[RECORDS TO USE — start]
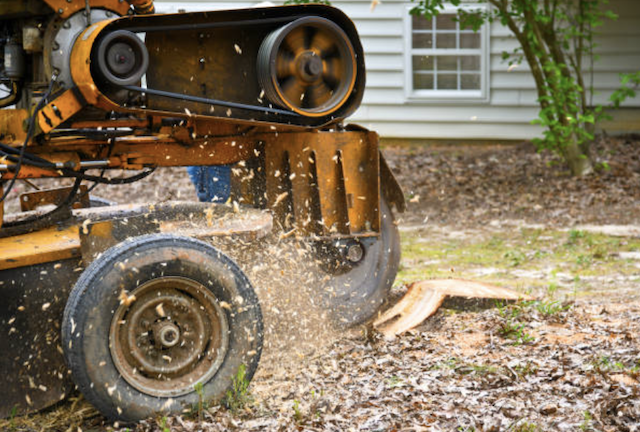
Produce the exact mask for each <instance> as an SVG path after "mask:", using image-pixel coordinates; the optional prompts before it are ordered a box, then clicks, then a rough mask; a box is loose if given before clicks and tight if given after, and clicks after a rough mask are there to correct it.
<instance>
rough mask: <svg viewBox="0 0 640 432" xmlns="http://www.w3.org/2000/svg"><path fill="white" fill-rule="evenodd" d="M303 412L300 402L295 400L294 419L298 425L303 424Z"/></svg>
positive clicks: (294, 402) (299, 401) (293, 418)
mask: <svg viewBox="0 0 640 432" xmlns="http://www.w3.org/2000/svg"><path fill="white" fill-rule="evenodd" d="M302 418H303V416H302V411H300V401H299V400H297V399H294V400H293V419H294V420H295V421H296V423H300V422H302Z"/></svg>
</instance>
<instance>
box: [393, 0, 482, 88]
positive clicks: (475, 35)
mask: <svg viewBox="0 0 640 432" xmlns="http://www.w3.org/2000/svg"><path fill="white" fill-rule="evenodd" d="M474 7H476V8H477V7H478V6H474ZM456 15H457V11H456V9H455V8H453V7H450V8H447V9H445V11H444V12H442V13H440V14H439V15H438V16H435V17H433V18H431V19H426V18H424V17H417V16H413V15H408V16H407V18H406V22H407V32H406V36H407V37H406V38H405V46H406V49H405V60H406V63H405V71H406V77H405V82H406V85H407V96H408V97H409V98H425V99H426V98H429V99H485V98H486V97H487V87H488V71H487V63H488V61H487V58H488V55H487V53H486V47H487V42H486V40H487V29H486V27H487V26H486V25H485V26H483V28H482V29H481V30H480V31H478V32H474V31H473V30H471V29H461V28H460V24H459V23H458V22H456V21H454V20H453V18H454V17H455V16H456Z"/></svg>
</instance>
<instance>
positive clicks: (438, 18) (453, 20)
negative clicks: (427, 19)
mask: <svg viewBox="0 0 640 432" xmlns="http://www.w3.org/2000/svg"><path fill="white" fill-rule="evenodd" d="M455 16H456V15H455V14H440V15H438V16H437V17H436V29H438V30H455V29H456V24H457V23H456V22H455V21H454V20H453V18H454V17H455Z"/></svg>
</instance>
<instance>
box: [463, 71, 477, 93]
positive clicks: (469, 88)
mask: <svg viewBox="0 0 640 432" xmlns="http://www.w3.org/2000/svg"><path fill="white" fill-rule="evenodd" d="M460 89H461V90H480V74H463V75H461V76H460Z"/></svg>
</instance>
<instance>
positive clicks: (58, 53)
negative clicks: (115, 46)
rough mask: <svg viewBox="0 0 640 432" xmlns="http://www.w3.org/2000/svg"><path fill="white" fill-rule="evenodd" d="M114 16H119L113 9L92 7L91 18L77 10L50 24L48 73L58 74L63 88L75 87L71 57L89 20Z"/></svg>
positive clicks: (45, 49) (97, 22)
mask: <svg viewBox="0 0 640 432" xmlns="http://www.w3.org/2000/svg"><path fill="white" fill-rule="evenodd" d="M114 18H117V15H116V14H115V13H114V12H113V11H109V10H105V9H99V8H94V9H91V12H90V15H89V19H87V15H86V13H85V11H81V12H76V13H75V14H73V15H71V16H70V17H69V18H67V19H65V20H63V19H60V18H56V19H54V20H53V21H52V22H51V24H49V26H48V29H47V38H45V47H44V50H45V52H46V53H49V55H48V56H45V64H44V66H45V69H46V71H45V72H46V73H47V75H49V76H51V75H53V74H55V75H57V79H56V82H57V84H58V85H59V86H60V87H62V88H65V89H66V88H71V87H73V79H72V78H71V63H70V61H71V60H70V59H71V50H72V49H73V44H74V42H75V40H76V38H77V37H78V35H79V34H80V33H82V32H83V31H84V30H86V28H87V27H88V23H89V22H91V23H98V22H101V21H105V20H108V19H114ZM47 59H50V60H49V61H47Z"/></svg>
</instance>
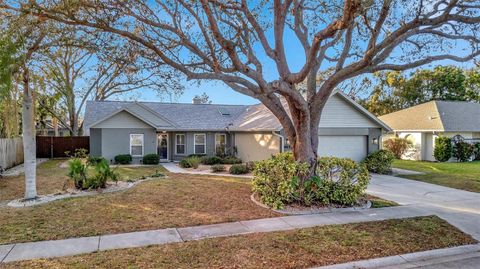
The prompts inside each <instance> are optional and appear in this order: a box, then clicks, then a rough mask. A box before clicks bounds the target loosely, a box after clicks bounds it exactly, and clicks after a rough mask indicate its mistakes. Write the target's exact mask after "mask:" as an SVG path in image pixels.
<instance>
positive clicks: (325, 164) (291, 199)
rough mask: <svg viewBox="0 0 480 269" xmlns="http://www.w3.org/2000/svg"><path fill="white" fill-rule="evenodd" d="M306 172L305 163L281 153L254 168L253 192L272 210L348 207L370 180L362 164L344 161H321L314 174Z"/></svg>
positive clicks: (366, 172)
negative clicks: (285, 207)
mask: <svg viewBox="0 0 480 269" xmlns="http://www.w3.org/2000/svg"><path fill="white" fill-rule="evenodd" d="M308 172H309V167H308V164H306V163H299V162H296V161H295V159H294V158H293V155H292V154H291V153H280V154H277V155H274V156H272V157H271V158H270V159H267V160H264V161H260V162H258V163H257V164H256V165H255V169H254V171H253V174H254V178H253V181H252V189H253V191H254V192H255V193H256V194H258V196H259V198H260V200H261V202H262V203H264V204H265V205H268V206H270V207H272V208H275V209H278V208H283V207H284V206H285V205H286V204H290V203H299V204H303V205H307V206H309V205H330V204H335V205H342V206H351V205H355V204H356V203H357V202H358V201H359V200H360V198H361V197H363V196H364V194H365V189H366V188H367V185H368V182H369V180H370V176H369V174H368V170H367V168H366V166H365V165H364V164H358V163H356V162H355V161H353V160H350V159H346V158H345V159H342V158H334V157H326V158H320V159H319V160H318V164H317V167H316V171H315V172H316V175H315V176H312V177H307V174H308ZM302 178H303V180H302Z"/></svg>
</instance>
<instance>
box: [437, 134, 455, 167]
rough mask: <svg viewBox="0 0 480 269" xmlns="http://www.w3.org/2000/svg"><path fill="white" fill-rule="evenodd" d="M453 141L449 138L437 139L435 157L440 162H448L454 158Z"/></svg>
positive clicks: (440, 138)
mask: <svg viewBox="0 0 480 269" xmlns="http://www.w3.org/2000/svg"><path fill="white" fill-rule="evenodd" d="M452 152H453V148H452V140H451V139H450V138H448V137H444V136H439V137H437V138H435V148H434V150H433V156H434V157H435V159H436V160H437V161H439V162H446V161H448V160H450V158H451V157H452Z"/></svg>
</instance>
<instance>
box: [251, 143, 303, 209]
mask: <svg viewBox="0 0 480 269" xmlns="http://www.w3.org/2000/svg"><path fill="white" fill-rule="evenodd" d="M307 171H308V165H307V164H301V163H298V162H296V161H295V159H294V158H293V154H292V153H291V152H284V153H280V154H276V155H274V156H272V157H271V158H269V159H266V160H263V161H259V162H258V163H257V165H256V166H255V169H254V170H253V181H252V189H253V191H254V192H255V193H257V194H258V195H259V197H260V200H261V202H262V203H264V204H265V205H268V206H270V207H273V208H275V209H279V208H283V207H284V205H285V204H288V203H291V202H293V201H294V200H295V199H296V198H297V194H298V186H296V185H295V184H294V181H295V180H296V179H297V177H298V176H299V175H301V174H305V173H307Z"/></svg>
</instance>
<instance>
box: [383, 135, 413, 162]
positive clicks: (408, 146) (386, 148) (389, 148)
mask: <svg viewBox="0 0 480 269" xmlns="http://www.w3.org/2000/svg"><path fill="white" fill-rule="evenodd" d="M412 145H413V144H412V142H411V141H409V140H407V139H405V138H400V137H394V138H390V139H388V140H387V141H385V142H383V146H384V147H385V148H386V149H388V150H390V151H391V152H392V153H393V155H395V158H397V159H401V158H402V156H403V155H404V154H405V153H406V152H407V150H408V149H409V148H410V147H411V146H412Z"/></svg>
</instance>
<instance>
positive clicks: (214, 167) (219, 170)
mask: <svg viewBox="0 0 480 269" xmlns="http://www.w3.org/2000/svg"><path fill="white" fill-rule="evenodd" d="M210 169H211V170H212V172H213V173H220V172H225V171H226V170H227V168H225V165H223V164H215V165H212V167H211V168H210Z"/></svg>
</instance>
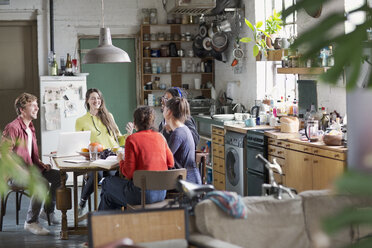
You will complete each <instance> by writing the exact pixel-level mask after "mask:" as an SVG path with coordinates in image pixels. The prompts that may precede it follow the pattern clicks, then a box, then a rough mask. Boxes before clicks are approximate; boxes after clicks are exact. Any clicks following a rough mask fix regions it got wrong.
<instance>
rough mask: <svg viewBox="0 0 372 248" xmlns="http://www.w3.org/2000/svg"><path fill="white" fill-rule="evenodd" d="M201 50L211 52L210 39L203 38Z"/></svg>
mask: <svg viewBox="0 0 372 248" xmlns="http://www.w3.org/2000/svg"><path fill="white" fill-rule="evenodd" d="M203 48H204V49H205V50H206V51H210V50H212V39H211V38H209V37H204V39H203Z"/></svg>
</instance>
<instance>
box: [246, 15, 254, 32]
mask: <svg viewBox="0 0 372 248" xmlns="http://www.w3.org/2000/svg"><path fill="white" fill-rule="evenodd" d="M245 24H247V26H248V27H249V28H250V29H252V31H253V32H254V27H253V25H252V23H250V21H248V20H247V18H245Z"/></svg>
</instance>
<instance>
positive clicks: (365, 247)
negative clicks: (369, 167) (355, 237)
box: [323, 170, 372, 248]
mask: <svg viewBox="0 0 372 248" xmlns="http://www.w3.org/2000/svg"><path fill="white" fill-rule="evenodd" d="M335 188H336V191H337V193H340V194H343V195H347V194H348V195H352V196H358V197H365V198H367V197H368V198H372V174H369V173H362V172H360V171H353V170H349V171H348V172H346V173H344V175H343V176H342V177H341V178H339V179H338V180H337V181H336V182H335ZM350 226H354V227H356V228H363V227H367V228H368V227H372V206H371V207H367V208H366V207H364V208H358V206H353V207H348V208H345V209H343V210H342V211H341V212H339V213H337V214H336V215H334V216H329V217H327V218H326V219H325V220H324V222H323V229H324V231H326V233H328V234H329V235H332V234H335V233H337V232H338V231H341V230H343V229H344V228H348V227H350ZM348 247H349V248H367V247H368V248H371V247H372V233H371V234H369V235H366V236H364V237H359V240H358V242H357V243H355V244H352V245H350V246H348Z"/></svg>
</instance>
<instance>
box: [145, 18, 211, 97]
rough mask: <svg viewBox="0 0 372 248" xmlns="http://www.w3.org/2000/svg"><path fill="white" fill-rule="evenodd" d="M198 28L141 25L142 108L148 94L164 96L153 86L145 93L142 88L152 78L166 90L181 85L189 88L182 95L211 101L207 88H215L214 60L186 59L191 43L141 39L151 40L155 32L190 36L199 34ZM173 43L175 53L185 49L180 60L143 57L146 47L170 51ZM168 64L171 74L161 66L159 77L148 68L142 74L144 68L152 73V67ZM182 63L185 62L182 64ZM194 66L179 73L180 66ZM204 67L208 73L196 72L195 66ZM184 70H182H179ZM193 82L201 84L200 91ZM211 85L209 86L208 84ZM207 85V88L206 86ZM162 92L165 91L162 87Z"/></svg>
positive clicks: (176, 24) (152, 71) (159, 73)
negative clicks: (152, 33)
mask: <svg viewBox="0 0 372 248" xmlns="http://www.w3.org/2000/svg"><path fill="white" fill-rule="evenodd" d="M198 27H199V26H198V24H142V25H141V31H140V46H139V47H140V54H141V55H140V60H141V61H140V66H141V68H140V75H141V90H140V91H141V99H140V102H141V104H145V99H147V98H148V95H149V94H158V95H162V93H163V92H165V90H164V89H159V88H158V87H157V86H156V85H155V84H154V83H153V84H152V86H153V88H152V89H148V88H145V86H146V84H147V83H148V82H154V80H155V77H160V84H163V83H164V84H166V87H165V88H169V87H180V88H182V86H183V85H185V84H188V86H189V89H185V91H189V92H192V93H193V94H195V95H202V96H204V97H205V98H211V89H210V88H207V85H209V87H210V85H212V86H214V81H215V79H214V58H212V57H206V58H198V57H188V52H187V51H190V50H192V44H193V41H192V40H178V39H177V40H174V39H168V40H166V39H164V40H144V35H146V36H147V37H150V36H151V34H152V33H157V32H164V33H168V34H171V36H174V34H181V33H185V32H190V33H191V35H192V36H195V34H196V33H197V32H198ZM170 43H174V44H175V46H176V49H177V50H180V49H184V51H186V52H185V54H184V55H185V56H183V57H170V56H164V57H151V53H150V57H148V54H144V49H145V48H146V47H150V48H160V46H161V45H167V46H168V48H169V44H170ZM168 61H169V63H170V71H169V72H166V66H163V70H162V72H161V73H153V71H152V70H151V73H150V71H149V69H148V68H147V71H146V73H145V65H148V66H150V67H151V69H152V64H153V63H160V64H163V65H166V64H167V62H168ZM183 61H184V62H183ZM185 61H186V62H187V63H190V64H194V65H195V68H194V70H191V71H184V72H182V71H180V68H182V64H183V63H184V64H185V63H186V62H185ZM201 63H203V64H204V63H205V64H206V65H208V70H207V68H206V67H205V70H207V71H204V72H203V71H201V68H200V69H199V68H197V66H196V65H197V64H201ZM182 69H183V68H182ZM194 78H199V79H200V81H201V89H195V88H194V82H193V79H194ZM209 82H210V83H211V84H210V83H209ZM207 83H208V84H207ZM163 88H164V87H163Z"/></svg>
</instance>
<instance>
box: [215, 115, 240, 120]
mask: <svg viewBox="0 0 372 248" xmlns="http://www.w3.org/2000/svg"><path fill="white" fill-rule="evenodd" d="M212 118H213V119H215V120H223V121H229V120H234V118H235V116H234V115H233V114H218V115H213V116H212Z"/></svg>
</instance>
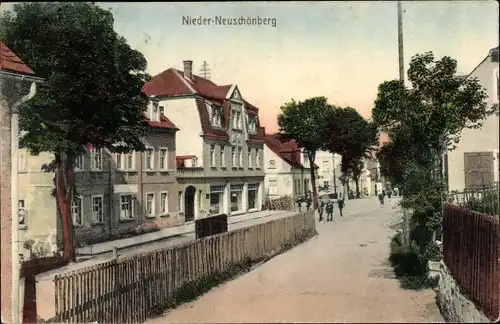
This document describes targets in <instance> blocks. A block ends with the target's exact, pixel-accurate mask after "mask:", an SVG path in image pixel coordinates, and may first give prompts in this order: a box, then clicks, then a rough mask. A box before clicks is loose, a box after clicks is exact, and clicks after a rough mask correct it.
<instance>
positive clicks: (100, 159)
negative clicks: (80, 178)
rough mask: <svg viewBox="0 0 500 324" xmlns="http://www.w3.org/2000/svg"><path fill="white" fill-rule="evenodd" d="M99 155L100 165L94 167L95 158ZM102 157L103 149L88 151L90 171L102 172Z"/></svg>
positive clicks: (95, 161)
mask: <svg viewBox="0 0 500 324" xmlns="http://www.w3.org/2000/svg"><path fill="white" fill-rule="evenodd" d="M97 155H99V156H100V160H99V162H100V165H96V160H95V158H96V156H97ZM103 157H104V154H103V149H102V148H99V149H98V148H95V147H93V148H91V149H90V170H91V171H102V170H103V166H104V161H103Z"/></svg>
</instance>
[RECORDS TO USE — finish]
● WHAT YOU WILL DO: Both end lines included, restate word for word the lines above from the line with "positive clicks: (58, 53)" to the line with "16H119L113 9L92 7L91", and nothing else.

● SOLUTION FOR THIS PROBLEM:
positive clicks: (58, 53)
negative clicks: (115, 46)
rough mask: <svg viewBox="0 0 640 432" xmlns="http://www.w3.org/2000/svg"><path fill="white" fill-rule="evenodd" d="M114 16H119L113 9L92 7L91 18L77 10L50 24L48 73L58 74L63 88L75 87L71 57L89 20Z"/></svg>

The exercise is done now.